What the task requires >> In the data below, retype exactly the line that contains "Target: chain link fence" and every line after it, through the last.

[Referring expression pointing data]

============================================================

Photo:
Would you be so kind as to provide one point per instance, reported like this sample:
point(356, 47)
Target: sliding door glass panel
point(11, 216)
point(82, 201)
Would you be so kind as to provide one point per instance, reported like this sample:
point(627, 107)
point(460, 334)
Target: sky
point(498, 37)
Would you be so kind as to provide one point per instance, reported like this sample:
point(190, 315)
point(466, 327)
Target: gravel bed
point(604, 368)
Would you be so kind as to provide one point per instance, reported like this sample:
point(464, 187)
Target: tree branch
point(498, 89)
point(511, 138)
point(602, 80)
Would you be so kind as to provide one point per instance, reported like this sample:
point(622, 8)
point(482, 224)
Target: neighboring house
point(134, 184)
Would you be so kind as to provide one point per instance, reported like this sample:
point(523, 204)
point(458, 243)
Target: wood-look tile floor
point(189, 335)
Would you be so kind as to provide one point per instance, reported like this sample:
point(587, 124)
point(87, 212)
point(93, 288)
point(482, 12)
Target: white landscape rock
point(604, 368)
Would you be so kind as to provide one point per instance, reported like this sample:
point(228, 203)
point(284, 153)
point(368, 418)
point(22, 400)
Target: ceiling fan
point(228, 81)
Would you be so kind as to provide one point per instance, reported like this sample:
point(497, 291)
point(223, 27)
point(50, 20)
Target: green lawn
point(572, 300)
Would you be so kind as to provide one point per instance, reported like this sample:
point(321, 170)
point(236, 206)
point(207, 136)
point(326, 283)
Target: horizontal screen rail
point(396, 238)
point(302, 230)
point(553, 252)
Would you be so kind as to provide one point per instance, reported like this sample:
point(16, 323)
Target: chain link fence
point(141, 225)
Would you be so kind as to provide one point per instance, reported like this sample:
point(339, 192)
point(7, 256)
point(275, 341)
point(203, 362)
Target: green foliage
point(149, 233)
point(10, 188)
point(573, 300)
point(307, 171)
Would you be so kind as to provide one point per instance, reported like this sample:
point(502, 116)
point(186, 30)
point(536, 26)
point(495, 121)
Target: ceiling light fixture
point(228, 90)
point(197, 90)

============================================================

Answer space >>
Target: chain link fence
point(141, 225)
Would you be so kind as to provide one point per instance, reported like this sample:
point(339, 192)
point(7, 256)
point(275, 341)
point(203, 362)
Target: green foliage
point(149, 233)
point(10, 188)
point(573, 300)
point(307, 171)
Would you be so kind as to provide one point per instance, reported like this sample:
point(502, 116)
point(186, 30)
point(536, 26)
point(495, 121)
Target: ceiling light fixture
point(228, 90)
point(197, 90)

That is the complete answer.